Write out the data below in full, unchanged, minus the images.

Supplied material -
>>>

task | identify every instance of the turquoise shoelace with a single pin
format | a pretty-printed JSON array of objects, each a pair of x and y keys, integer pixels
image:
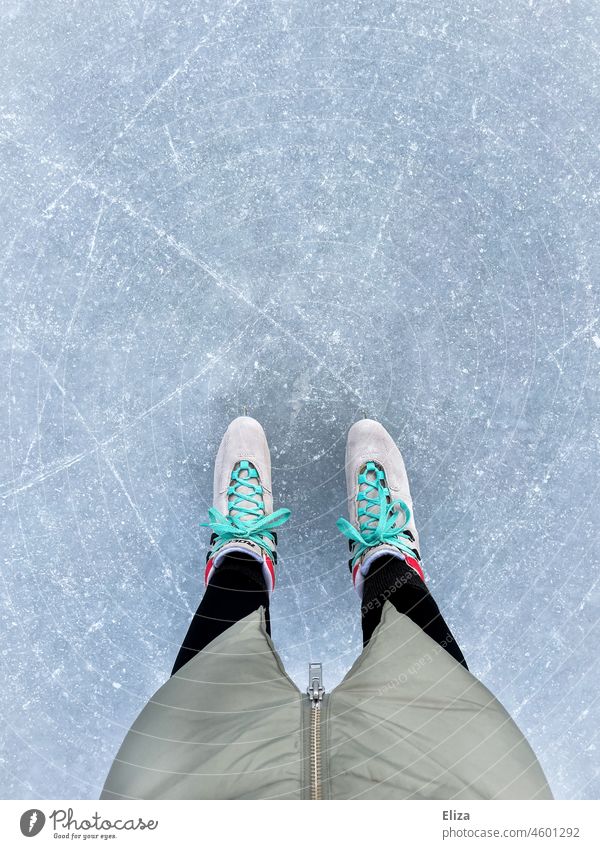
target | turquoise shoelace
[
  {"x": 246, "y": 513},
  {"x": 378, "y": 518}
]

<<<

Answer to this task -
task | identify every instance of the turquoise shoelace with a single pin
format | a pretty-printed JSON array of objects, each a pair of x and y keys, integer pixels
image:
target | turquoise shoelace
[
  {"x": 246, "y": 513},
  {"x": 378, "y": 518}
]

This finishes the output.